Would teenagers be able to understand the travails of working life? Especially those of migrant workers?  At their age, they had never had any taste of work, nor would they have had much contact with migrant workers, except perhaps foreign domestic maids in their homes. These concerns weighed on Alex’s mind as December 10, 2011 approached.

That was the date for the treasurer and communications leader of Transient Workers Count Too to give a talk to members of Ang Mo Kio Methodist Church’s Youth Camp.

It turned out to be three talks, each of one hour’s duration. Alex was on his feet for a total of three hours with hardly a break. “Far from being tired, I was energised by the opportunity to work with young people. I usually am,” he said.

The group of about 100 — led by group leaders in their late teens and early twenties, but comprising mostly boys and girls in their mid teens — were split into three rooms in the annex building of Barker Road Methodist Church. The group leaders explained that they wanted smaller groups for better interaction with the speaker and subject matter.

“They were right about the sizing,” said Alex. “Similar to a classroom, it was a size the kids were comfortable with, which meant that they were quite spontaneous in engaging with the topic.”

Alex fields a question coming from behind his left shoulder while four others raise their hands to speak

Even so, there were surprises and it was a learning experience for him too:  “They understood injustice far more readily than they understood poverty.”

With situations like not being paid a salary as promised or on time, or an undercalculation of overtime pay, “the kids got all riled up.” With domestic workers being locked in and denied food, these stark abuses didn’t need further explanation. They knew it was wrong, and many verbalised their feelings.

One girl became quite emotional. “This is so unfair!” she said in an outburst.

━━━━

Requirement 1: Reproduce word for word the part of the youth camp talk account that begins at "Alex fields a" and ends after "verbalised their feelings.".
Requirement 2: Write what follows the last sentence of the account of Alex's talk to the church youth camp.

━━━━

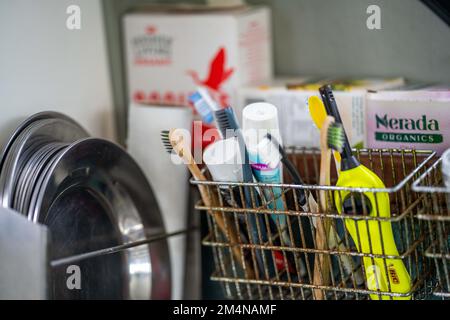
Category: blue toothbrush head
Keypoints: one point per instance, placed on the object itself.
(227, 122)
(202, 107)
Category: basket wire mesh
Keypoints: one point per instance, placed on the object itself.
(435, 212)
(288, 261)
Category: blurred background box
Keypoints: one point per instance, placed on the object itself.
(172, 49)
(290, 96)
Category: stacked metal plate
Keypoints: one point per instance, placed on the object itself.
(92, 195)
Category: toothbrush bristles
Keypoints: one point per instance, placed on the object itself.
(336, 137)
(165, 140)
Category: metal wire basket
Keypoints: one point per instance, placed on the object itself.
(435, 212)
(273, 246)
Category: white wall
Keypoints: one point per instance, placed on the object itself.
(45, 66)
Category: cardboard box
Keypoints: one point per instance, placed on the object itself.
(290, 96)
(409, 119)
(171, 50)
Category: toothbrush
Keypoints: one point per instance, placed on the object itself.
(204, 104)
(173, 140)
(318, 115)
(330, 139)
(383, 275)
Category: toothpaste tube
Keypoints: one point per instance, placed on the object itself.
(258, 120)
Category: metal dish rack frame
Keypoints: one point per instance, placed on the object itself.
(435, 212)
(287, 268)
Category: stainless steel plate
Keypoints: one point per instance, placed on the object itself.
(26, 144)
(92, 196)
(95, 196)
(25, 124)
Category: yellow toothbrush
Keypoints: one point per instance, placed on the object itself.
(319, 114)
(370, 236)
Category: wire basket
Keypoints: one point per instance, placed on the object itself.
(274, 247)
(435, 212)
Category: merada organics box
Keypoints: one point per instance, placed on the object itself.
(409, 119)
(171, 50)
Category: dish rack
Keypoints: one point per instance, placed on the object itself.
(434, 211)
(267, 264)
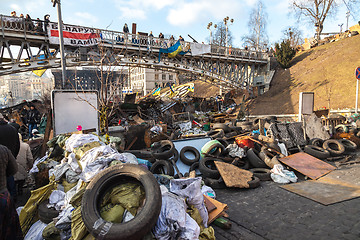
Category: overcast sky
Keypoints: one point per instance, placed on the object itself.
(177, 17)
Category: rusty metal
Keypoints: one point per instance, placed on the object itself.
(234, 176)
(326, 190)
(307, 165)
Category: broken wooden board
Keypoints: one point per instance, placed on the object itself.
(234, 176)
(307, 165)
(326, 190)
(314, 127)
(220, 208)
(209, 205)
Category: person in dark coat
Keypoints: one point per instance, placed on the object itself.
(46, 22)
(33, 118)
(9, 219)
(125, 28)
(9, 138)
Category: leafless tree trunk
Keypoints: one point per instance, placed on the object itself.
(257, 37)
(220, 35)
(317, 11)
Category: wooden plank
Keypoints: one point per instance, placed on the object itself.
(307, 165)
(234, 176)
(220, 207)
(47, 133)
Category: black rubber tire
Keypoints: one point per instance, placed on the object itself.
(219, 151)
(271, 119)
(194, 166)
(145, 219)
(164, 165)
(244, 166)
(255, 161)
(215, 183)
(175, 157)
(209, 171)
(231, 134)
(262, 173)
(316, 142)
(254, 183)
(223, 142)
(348, 144)
(222, 126)
(217, 133)
(316, 151)
(45, 214)
(163, 150)
(334, 147)
(186, 160)
(143, 154)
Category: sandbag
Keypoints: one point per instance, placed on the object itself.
(129, 195)
(191, 190)
(78, 229)
(35, 232)
(28, 215)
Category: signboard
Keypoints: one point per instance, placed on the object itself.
(306, 104)
(357, 73)
(74, 35)
(71, 109)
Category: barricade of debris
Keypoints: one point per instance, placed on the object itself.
(153, 175)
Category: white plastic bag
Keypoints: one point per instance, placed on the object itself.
(208, 191)
(35, 232)
(56, 197)
(235, 151)
(77, 140)
(172, 218)
(192, 230)
(280, 175)
(190, 189)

━━━━

Answer space 1:
Alex fields a question coming from behind his left shoulder while four others raise their hands to speak

Even so, there were surprises and it was a learning experience for him too:  “They understood injustice far more readily than they understood poverty.”

With situations like not being paid a salary as promised or on time, or an undercalculation of overtime pay, “the kids got all riled up.” With domestic workers being locked in and denied food, these stark abuses didn’t need further explanation. They knew it was wrong, and many verbalised their feelings.

Answer space 2:
It also helped that in every class, Alex got a few kids to act out a scene in which a worker with a salary claim was manhandled by repatriation agents and deported out of Singapore, so that the employer would not have to cough up the salary arrears — a fairly common occurrence in Singapore. Every class loved the fun moment, but also understood the gross inequity of it, raising their voices to protest.

“Originally, the idea was simply to break the monotony of a one-hour class,” said Alex, explaining why he chose to get students to act out the scene. “You can’t make kids sit 60 minutes without fidgetting. But participation turned out to be an wonderful way of getting the message across.”

While most kids took sides, one sixteen year-old boy showed he understood in his own mordant way. Patting his friend who had played the role of the heartless employer on the back, he said, “Well done, Singapore is proud of you!”

Poverty and the consequences of poverty were harder for the teenagers to absorb. Why workers chose to pay so much in placement fees, why they got into debt doing so, were not issues immediately accessible to them. Most likely this was because, like the average Singaporean family, they largely came from the middle-class, and had never been exposed to poverty. Unless they were older, understanding poverty would probably require an immersive experience.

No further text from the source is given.